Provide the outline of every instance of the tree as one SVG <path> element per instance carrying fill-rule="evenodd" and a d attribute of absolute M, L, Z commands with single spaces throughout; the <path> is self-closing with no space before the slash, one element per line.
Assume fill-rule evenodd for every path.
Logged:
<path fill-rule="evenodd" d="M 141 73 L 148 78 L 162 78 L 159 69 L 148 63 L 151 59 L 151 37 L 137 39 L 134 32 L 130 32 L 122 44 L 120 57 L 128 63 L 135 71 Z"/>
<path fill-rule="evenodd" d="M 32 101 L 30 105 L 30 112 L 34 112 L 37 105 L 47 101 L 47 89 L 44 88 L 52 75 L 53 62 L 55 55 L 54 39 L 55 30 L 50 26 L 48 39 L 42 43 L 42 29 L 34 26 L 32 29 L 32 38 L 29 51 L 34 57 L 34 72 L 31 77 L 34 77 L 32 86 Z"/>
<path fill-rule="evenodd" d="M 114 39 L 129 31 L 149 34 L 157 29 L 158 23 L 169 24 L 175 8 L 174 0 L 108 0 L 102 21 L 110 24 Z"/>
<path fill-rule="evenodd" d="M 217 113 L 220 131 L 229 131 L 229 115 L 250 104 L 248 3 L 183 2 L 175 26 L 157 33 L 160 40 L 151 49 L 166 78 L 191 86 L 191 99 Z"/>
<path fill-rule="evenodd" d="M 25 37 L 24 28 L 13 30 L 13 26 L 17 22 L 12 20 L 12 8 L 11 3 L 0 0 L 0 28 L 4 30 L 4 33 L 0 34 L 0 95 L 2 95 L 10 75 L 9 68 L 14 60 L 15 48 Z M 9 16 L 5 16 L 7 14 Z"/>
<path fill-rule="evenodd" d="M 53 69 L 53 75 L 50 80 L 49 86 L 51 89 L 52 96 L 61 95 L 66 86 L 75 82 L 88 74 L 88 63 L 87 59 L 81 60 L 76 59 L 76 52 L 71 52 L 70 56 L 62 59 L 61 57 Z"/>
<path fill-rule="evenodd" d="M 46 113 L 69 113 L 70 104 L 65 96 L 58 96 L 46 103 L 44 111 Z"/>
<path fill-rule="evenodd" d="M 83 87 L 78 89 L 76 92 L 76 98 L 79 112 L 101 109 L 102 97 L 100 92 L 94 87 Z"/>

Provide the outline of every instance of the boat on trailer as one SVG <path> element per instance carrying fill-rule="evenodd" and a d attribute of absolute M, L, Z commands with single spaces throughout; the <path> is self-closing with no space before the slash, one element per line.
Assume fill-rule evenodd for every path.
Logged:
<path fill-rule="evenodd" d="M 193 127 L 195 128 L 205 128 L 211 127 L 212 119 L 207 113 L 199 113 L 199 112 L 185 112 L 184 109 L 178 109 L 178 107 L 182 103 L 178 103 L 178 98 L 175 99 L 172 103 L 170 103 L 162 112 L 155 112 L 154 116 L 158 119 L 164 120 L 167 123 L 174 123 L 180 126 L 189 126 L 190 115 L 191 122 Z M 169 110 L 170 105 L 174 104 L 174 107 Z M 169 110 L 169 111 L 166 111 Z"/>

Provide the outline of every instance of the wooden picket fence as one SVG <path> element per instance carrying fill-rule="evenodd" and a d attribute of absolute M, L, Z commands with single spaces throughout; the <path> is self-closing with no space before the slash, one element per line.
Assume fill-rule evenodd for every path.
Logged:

PROBLEM TO SOLVE: Can you extract every line of all the items above and reproduce each one verbatim, with nothing changed?

EXERCISE ANSWER:
Provide the outline of every instance of the tree as one SVG <path> element per instance carrying fill-rule="evenodd" and a d attribute of absolute M, L, Z commands with single spaces throughout; the <path> is self-closing with no space before the slash, one element per line.
Assume fill-rule evenodd for every path.
Logged:
<path fill-rule="evenodd" d="M 141 73 L 148 78 L 162 78 L 159 69 L 148 63 L 151 59 L 151 37 L 137 39 L 134 32 L 130 32 L 122 44 L 120 57 L 128 63 L 135 71 Z"/>
<path fill-rule="evenodd" d="M 32 101 L 30 105 L 30 112 L 34 112 L 37 105 L 47 101 L 47 89 L 44 88 L 52 75 L 53 62 L 55 55 L 54 39 L 55 30 L 50 26 L 48 39 L 42 43 L 42 29 L 34 26 L 32 29 L 32 38 L 29 51 L 34 57 L 34 72 L 31 77 L 34 77 L 32 86 Z"/>
<path fill-rule="evenodd" d="M 114 39 L 129 31 L 149 34 L 157 29 L 158 23 L 169 24 L 175 8 L 174 0 L 108 0 L 102 21 L 110 24 Z"/>
<path fill-rule="evenodd" d="M 217 113 L 220 131 L 229 131 L 229 115 L 250 104 L 248 3 L 183 2 L 175 26 L 157 33 L 160 40 L 151 49 L 166 78 L 191 86 L 191 99 Z"/>
<path fill-rule="evenodd" d="M 25 37 L 24 28 L 13 30 L 13 26 L 17 22 L 12 20 L 12 8 L 11 3 L 0 0 L 0 28 L 4 30 L 4 33 L 0 34 L 0 95 L 2 95 L 10 75 L 9 68 L 14 60 L 15 48 Z M 9 16 L 5 16 L 7 14 Z"/>
<path fill-rule="evenodd" d="M 53 69 L 53 75 L 50 80 L 49 86 L 51 89 L 52 96 L 61 95 L 66 86 L 75 82 L 88 74 L 88 63 L 87 59 L 81 60 L 76 59 L 76 52 L 71 52 L 70 56 L 62 59 L 61 57 Z"/>
<path fill-rule="evenodd" d="M 46 113 L 69 113 L 70 104 L 65 96 L 58 96 L 46 103 L 44 111 Z"/>
<path fill-rule="evenodd" d="M 83 87 L 78 89 L 76 92 L 76 98 L 79 112 L 101 109 L 102 97 L 100 92 L 94 87 Z"/>

Provide the outline of every instance of the boat on trailer as one SVG <path> element per instance carrying fill-rule="evenodd" and a d attribute of absolute M, L, Z commands with single spaces throughout; the <path> is self-closing with no space before the slash, one element per line.
Assume fill-rule evenodd for every path.
Logged:
<path fill-rule="evenodd" d="M 193 127 L 195 128 L 205 128 L 211 127 L 212 119 L 207 113 L 199 113 L 199 112 L 185 112 L 184 109 L 178 109 L 178 107 L 182 103 L 178 103 L 178 98 L 175 99 L 172 103 L 170 103 L 162 112 L 155 112 L 154 116 L 158 119 L 164 120 L 167 123 L 174 123 L 180 126 L 189 126 L 190 115 L 191 122 Z M 169 110 L 170 105 L 174 104 L 174 107 Z M 169 110 L 169 111 L 166 111 Z"/>

Provide the outline of every instance of the wooden picket fence as one SVG <path> element per instance carrying fill-rule="evenodd" and a d attribute of absolute M, L, Z commands with single spaces throughout; the <path> is self-closing with no space before the slash, one element per line.
Assume fill-rule evenodd for every path.
Logged:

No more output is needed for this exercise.